* AUFGABE
Seit welchem Jahr sind laut dem Text über die Firma eitech die „anbac“-Produkte auf dem Markt? Antworte bitte kurz.

* VORLIEGENDER TEXT
----------

Im Gegensatz zu meinem Kollegen Udo Bartsch mache ich es mir mit der Einleitung leicht, da ich meistens auf den Autor oder die Autorin eingehe. Das folgende Spiel hat eine Autorin, für die einleitenden Worte muss sie sich aber etwas gedulden. Ausnahmsweise okkupiert das Spielmaterial die ersten Zeilen. Die Firma eitech aus dem thüringischen Pfaffschwende, im Grenzbereich zu Hessen, ist in den 50er Jahren in der DDR gegründet worden. Ab 1977 hat der damalige Volkseigene Betrieb Spielwarenmechanik sehr erfolgreich Metallbaukästen produziert, sodass sogar die Privatisierung nach der Wende gelang. Inzwischen gibt es neben den Metall- und Steinbaukästen sogenannte „anbac“-Produkte. Das ist hauptsächlich Spielzeug wie Bausteine, Greiflinge, Stapelbecher, das seit 2014 auf dem Markt ist. Das Besondere an dem Materialmix aus Kunststoff und Naturholz ist die namengebende beschleunigte antibakterielle Wirkung. Nach acht Stunden ist das Kinderspielzeug keimfrei und daher besonders für Kindergärten und Schulen geeignet. Das vollständig in Thüringen hergestellte Material-Gemisch ist inzwischen auch mit Öko-Siegel ausgezeichnet.
Jetzt gibt es das erste Spiel aus diesem Kunststoff-Holz-Gemisch. Die 32-jährige Industriedesignerin Sarah Stark arbeitet seit 2012in Halle unter Logo „Strietzi“ als Spiel- und Lerndesignerin. Vorwiegend hat sie bisher Produkte wie Kreisel, Handschmeichler und ein Schaukelpferd für nic-Toys entworfen, AUF DIE BLÜTE, FERTIG, LOS!, das Spiel für eitech, ist ihre erste Spieleveröffentlichung.

----------

* GESPEICHERTE EINTRÄGE
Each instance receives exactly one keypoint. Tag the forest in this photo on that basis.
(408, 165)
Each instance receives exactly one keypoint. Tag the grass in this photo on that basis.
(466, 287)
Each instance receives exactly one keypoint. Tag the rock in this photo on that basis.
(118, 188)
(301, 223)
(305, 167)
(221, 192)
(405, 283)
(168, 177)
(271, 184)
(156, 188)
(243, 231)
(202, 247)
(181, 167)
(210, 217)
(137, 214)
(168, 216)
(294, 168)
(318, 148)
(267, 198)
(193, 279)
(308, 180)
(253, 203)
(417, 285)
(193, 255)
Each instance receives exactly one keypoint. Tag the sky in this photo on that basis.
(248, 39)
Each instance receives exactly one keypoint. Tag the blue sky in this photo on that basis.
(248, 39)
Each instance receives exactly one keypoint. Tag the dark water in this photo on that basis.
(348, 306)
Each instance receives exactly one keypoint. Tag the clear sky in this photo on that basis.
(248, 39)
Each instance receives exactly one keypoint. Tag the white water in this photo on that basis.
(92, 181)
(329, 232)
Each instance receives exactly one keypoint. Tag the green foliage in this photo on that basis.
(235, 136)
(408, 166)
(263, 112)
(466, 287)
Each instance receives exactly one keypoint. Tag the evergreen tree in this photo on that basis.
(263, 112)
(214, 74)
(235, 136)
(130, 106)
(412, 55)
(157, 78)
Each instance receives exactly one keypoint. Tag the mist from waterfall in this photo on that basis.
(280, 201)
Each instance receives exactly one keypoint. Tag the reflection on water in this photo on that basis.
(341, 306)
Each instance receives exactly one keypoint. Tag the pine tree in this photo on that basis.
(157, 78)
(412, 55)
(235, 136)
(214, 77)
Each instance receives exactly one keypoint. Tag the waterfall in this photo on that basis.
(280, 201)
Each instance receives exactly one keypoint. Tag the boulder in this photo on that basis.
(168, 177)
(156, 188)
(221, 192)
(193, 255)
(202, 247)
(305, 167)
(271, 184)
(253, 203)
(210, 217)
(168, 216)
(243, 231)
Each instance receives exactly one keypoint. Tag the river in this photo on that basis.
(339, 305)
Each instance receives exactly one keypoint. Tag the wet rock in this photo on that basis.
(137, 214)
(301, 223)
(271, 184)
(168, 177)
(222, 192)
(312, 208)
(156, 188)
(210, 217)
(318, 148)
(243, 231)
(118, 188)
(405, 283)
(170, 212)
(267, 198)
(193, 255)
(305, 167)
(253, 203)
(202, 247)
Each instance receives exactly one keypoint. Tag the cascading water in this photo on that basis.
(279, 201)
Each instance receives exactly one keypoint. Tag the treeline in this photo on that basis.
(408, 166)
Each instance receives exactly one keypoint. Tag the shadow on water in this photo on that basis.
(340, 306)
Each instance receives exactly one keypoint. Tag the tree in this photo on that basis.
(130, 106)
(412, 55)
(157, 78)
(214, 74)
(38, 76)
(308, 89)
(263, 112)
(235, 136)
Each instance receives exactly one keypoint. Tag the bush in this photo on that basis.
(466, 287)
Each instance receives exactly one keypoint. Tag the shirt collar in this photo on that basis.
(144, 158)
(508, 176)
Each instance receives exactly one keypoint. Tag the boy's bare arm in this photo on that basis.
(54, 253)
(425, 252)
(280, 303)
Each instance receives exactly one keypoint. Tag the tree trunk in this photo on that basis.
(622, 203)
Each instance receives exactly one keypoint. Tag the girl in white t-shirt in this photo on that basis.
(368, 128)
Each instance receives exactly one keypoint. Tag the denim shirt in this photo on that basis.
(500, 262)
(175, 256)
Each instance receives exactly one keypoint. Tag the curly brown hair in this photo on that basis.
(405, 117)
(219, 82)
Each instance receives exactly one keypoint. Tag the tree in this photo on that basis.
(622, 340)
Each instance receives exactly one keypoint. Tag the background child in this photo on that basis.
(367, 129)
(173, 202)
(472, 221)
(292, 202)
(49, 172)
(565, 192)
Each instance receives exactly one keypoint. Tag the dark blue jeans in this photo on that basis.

----------

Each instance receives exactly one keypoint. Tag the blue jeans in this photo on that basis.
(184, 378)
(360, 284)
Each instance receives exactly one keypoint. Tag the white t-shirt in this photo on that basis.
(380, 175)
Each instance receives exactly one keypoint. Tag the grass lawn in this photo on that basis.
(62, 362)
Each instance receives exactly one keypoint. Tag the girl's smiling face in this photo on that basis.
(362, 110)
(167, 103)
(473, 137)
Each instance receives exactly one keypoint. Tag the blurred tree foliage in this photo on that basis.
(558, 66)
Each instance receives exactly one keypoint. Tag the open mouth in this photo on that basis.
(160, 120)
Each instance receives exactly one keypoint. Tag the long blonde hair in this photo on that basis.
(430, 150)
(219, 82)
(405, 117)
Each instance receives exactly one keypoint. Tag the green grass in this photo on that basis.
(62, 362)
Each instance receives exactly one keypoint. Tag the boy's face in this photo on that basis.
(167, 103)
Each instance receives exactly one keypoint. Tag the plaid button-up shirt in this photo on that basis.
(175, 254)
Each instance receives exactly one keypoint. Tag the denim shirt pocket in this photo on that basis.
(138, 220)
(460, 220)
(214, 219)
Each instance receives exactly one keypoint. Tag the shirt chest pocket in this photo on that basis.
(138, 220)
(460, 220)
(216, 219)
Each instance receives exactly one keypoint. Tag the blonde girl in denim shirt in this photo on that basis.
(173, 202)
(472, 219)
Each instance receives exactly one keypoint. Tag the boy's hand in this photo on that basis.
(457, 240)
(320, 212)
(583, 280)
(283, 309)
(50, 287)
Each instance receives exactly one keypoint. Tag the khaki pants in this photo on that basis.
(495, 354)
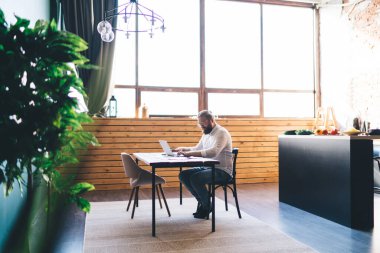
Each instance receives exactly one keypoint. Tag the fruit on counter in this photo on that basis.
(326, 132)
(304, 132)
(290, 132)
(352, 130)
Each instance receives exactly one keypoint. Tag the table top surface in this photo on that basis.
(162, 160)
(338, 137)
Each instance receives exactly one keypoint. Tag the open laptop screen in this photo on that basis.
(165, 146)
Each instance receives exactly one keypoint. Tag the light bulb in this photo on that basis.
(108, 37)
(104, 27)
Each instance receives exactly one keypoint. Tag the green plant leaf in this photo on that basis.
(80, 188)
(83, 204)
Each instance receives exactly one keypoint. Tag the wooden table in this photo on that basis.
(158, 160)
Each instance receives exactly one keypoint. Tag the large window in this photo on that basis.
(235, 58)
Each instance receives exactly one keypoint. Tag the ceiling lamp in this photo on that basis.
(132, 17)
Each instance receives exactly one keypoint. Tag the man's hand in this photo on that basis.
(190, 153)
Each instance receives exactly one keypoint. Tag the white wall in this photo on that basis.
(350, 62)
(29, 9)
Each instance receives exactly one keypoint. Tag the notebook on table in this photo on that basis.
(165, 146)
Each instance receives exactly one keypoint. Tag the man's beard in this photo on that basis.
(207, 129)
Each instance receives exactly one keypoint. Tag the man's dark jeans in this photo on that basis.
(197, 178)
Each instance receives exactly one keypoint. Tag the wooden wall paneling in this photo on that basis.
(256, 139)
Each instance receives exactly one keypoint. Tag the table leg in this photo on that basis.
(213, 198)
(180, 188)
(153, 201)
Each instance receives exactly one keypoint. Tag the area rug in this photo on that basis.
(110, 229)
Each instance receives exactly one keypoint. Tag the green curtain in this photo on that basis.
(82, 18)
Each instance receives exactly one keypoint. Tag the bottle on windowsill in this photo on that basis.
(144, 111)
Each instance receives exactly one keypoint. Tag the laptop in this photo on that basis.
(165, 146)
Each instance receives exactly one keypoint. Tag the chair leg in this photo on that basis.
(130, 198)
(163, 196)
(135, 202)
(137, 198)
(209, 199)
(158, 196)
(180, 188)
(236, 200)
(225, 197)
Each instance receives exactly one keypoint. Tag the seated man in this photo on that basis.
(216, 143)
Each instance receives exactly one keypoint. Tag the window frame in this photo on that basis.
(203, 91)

----------

* LÖSUNG
Seit 2014.